Mas é sempre tardiamente que nos apercebemos de que tem um imenso valor aquilo que fomos cedendo gratuitamente, em troca de algo que acreditávamos que era gratuito. Por exemplo, os nossos dados. O que o capitalismo hoje possui não é uma mercadoria material, é a nossa própria despossessão. Foi assim que a “riqueza das nações” foi hoje substituída pela “riqueza das redes”, como anunciou o professor de direito económico em Harvard, Yochai Benkler.

Apesar de algumas inibições dos discursos políticos, já se começa a falar aqui e ali de pós-capitalismo. Por exemplo, a revista francesa Multitudes dedicou-lhe o seu primeiro número de 2018, mas sob a forma da interrogação: “Post-capitalisme?”. Aí encontrávamos, entre outros, um artigo de McKenzie Wark, autora do famoso Hacker Manifesto, que tinha um título inquietante. “E se já nem fosse capitalismo, mas algo ainda bem pior?” McKenzie mostra-se ai muito crítica em relação às esperanças progressistas da tradição marxista e encontra boas razões para ver nestes novos vectores do capitalismo algo bem pior do que a antiga “classe capitalista” porque o poder de predação tornou-se total, começa no controle dos meios para fazer circular e gerir a informação aos mecanismos de financiamento que fazem aumentar o valor, passando pelos servidores que recolhem os nossos dados. Todo este poder colossal, como nunca antes houve outro igual, está concentrado neste acrónimo: GAFAM (Google, Aple, Facebook, Amazon, Microsoft). Podemos achar que McKenzie é exageradamente pessimista, indo assim ao encontro daqueles discursos do colapso que exercem hoje um enorme fascínio. Mas o seu “pós-capitalismo” de feições sinistras tem pelo menos um efeito pedagógico: obriga-nos a desconfiar de antigas e modernas ilusões ligadas a visões da história que já estão caducadas.

[Entradas do conjunto de dados]

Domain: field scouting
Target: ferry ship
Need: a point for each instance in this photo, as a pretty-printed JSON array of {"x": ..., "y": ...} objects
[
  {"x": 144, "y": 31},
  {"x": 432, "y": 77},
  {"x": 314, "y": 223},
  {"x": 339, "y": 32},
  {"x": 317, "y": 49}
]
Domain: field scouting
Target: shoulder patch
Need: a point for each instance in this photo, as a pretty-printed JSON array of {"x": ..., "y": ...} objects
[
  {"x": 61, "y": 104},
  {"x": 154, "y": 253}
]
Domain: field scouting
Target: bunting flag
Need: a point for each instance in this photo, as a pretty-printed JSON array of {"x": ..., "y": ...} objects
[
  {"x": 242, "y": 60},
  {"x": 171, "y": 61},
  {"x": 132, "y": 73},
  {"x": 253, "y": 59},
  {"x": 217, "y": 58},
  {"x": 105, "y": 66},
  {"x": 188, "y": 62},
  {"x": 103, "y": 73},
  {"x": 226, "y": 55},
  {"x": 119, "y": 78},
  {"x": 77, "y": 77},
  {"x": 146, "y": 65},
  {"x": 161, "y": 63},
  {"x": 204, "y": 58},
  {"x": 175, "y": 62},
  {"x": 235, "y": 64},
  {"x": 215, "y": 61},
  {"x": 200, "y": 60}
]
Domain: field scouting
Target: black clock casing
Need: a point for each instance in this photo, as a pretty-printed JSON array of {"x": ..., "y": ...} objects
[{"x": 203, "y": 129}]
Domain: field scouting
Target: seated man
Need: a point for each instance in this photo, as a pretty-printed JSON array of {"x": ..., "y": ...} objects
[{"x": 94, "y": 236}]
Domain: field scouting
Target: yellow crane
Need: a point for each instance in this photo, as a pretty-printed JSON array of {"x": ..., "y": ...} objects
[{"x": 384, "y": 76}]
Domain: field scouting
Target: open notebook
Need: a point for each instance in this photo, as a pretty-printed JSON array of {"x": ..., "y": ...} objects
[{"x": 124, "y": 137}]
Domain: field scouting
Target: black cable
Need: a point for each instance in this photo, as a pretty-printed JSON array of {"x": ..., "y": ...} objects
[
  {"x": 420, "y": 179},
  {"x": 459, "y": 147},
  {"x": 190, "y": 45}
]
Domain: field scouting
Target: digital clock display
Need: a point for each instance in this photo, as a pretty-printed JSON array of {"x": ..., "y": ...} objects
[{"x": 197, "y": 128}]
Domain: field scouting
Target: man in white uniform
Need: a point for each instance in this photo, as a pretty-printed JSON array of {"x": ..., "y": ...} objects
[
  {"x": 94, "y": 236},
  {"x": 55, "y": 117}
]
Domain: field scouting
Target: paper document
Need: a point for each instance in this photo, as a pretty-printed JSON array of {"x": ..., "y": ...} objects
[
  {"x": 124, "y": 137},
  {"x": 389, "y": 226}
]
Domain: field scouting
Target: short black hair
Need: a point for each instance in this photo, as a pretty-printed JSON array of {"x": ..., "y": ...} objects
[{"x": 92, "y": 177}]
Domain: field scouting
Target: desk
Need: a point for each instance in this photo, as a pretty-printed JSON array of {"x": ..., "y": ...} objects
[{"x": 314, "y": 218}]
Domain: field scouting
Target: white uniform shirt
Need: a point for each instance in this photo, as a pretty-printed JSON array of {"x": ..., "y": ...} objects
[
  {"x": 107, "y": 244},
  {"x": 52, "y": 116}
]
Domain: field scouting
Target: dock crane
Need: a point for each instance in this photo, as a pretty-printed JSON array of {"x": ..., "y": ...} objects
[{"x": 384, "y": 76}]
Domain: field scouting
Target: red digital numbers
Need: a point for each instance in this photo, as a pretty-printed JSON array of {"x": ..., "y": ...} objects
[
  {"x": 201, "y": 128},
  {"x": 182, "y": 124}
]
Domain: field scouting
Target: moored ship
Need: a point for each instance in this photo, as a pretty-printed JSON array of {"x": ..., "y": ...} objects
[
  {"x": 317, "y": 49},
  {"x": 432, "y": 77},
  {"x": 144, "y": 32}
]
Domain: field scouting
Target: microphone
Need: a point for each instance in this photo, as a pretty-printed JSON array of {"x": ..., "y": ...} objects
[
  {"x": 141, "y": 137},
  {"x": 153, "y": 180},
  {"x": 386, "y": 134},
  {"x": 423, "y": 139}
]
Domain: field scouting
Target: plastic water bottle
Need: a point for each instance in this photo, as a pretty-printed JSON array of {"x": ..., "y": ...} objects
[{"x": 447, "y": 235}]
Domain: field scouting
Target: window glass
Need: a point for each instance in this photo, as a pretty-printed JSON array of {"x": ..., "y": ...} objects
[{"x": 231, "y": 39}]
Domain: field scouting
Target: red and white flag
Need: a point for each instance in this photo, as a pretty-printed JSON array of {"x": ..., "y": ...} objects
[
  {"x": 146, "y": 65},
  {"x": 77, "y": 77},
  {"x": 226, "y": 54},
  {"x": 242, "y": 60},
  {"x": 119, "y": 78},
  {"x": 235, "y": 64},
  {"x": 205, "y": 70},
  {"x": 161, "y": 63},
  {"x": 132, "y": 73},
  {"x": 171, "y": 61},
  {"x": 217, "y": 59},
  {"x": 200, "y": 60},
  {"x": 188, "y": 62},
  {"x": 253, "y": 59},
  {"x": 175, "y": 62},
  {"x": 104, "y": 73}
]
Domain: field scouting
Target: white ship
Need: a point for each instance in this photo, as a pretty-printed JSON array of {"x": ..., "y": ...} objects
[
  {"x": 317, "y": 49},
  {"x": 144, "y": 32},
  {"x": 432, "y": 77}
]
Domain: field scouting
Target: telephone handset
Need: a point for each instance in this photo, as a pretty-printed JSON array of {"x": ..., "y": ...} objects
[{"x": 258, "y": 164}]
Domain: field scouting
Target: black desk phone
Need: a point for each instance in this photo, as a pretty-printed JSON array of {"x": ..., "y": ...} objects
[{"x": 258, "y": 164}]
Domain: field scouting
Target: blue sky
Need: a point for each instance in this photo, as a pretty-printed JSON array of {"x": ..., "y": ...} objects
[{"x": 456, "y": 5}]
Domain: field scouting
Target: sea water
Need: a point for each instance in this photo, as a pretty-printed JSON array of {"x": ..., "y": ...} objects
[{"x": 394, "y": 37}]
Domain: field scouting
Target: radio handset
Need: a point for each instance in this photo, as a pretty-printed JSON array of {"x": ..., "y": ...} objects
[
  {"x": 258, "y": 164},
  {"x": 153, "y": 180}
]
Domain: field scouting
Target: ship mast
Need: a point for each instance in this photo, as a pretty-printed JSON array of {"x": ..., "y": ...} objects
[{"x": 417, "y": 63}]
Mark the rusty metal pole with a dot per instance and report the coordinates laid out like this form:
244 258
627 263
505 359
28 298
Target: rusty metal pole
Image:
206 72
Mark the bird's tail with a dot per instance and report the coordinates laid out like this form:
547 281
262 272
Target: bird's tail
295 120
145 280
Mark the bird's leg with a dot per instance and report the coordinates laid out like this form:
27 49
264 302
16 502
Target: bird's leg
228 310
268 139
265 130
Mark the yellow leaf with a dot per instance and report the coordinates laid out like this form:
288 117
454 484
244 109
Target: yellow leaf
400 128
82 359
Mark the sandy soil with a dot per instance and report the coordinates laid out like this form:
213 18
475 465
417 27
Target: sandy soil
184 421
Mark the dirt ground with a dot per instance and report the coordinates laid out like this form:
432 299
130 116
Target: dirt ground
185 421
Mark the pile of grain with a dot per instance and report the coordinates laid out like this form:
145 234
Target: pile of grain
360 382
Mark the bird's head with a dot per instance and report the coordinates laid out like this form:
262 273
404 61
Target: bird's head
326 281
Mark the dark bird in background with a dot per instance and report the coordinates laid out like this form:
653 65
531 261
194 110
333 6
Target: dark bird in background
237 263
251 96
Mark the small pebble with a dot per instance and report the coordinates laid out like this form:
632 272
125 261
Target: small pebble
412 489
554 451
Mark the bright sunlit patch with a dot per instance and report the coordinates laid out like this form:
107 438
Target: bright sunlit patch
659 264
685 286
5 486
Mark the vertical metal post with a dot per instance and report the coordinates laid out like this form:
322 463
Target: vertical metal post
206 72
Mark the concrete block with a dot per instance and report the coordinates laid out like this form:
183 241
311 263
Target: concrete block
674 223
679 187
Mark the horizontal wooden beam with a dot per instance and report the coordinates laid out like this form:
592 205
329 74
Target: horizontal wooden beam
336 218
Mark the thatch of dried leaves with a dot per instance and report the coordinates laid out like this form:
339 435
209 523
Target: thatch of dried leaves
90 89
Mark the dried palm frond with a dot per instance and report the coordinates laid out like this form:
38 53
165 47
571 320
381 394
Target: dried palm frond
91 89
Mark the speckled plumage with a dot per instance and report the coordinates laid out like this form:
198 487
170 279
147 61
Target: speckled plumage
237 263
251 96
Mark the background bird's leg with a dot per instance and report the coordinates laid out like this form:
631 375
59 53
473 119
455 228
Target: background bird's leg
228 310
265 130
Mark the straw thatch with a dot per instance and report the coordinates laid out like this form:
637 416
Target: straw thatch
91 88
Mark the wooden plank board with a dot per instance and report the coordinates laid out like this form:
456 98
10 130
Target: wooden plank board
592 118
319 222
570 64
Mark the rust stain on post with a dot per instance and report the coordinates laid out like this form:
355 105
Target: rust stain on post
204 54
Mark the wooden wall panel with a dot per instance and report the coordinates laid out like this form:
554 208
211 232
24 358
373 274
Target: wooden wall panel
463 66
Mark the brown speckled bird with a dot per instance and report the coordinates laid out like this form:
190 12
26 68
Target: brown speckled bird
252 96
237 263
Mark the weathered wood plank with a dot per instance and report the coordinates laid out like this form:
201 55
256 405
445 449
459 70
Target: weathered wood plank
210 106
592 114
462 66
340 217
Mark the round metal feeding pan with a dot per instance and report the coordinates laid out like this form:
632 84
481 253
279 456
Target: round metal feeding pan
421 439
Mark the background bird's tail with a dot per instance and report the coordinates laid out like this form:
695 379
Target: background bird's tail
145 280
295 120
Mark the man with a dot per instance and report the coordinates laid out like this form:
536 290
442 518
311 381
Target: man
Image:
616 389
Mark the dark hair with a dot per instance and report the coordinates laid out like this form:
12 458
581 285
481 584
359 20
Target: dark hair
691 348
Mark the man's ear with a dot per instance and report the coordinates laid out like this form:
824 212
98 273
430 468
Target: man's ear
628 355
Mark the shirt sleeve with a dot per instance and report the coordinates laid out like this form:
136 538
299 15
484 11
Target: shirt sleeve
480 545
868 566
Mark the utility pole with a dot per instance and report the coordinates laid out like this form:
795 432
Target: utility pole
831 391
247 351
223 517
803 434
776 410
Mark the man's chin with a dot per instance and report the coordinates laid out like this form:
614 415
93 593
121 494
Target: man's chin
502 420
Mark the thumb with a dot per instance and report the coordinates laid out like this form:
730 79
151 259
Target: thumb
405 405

Detalhes da tarefa
No texto sobre o pós-capitalismo, substitua "apercebemos" por "damos conta" e transcreva a passagem que vai de "Mas é sempre" até "Harvard, Yochai Benkler.", inclusive.

Resultado do exercício
Mas é sempre tardiamente que nos damos conta de que tem um imenso valor aquilo que fomos cedendo gratuitamente, em troca de algo que acreditávamos que era gratuito. Por exemplo, os nossos dados. O que o capitalismo hoje possui não é uma mercadoria material, é a nossa própria despossessão. Foi assim que a “riqueza das nações” foi hoje substituída pela “riqueza das redes”, como anunciou o professor de direito económico em Harvard, Yochai Benkler.